THIRD AMENDMENT TO SELLING AND SERVICES AGREEMENT
Exhibit 24(b)(8.100)
THIRD AMENDMENT
TO SELLING AND SERVICES AGREEMENT
This Third Amendment dated as of August 16, 2009 by and between ING Life Insurance and Annuity Company (formerly Aetna Life Insurance and Annuity Company) (“ING Life”), ING Institutional Plan Services, LLP (“ING Institutional”), ING Financial Advisers, LLC (formerly Aetna Investment Services, Inc.)(“ING Financial”)(collectively “ING”), and Lazard Asset Management Securities LLC (“Distributor”) is made to the Selling and Services Agreement dated as of July 1, 1998 (the “Agreement”) as amended on June 18, 2007 and March 31, 2008. Terms defined in the Agreement are used herein as therein defined.
WHEREAS, the parties wish to add ING Institutional to the Agreement; and
WHEREAS, the parties wish to amend certain other provisions of the Agreement, as provided below.
NOW, THEREFORE, in consideration of the promises and mutual covenants hereinafter contained, the parties agree as follows:
1. ING Institutional is hereby added to the Agreement as an additional recordkeeper, and all provisions relating to ING Life in the Agreement are hereby amended to refer to both ING Life and ING Institutional. The defined term “ING” in the Agreement is hereby amended to include ING Life, ING Institutional, and ING Financial.
2. Paragraph 2 of the Agreement is hereby deleted in its entirety and replaced with the following:
2. Omnibus Account.

#### LIST OF TASKS
a - Answer these questions using the amendment.
(i) On what date is the Third Amendment dated?
(ii) In what capacity is ING Institutional added to the Agreement?
(iii) Which paragraph of the Agreement is deleted in its entirety and replaced?
b - Copy the amendment word for word, from "WHEREAS, the parties wish to add" to "as provided below.".

#### DATASET EXTRACT
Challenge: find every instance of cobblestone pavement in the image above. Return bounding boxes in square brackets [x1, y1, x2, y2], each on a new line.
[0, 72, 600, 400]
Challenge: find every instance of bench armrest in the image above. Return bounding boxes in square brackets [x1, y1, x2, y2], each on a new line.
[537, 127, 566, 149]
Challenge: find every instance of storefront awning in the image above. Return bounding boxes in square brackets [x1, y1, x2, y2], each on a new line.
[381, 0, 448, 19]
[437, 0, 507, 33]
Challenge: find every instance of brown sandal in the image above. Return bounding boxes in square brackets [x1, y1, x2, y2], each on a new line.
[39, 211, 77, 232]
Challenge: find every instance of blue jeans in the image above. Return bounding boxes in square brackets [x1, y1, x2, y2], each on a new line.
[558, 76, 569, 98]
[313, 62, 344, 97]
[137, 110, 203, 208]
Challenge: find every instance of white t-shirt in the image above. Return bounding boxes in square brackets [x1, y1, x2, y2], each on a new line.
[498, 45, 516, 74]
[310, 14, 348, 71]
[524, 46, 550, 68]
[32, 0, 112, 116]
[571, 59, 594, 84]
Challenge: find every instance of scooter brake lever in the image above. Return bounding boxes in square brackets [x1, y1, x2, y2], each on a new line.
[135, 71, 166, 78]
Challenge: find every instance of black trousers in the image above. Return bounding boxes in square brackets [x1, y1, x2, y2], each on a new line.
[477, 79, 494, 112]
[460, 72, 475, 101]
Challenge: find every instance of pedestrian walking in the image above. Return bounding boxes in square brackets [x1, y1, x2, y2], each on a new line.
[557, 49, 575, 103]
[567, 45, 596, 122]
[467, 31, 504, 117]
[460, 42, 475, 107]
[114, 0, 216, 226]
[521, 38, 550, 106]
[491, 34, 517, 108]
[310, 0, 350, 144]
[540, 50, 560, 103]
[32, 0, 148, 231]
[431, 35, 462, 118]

...

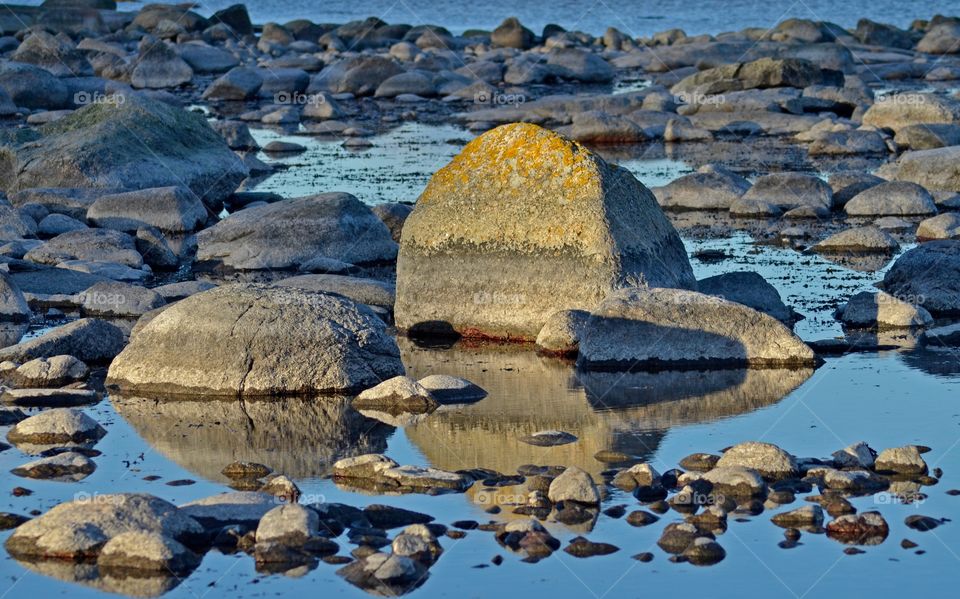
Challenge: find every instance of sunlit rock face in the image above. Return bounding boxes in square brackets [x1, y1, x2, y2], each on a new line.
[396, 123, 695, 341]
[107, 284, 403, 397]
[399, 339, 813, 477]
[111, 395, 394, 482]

---

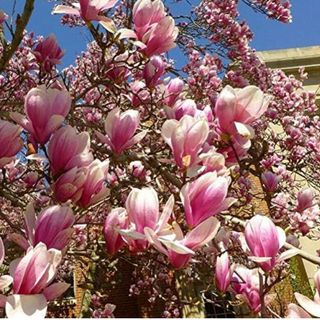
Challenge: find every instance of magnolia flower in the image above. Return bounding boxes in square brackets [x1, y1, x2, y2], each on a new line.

#### ANSWERS FOR THIS EXERCISE
a -
(i) August 16, 2009
(ii) As an additional recordkeeper
(iii) Paragraph 2

b -
WHEREAS, the parties wish to add ING Institutional to the Agreement; and
WHEREAS, the parties wish to amend certain other provisions of the Agreement, as provided below.